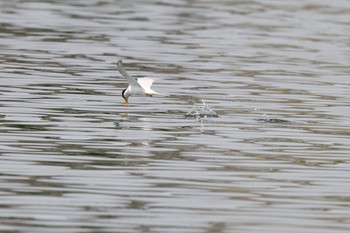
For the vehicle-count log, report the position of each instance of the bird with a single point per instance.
(137, 87)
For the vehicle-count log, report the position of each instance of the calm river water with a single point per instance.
(73, 158)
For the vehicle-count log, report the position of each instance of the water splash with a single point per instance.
(201, 111)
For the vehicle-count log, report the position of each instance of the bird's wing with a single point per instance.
(145, 83)
(132, 81)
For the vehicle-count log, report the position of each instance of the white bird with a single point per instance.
(139, 87)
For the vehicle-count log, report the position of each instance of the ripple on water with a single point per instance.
(74, 159)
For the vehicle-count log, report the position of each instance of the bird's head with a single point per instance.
(125, 97)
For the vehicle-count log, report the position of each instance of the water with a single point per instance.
(73, 158)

### Task to complete
Print the records exactly, beginning with the line that contains "white bird with a single point per instance." and continuing through the final line of the records.

### Response
For the vehicle-count log, report the position of each instance of the white bird with a single point per instance.
(139, 87)
For the vehicle-count log, report the position of each instance of the ripple on water with a single point per instance.
(74, 159)
For the vehicle-count log, report the position of each instance of the bird's head with a single point per instance.
(125, 97)
For the vehicle-count log, report the position of each instance of the water with a single point per instance.
(73, 158)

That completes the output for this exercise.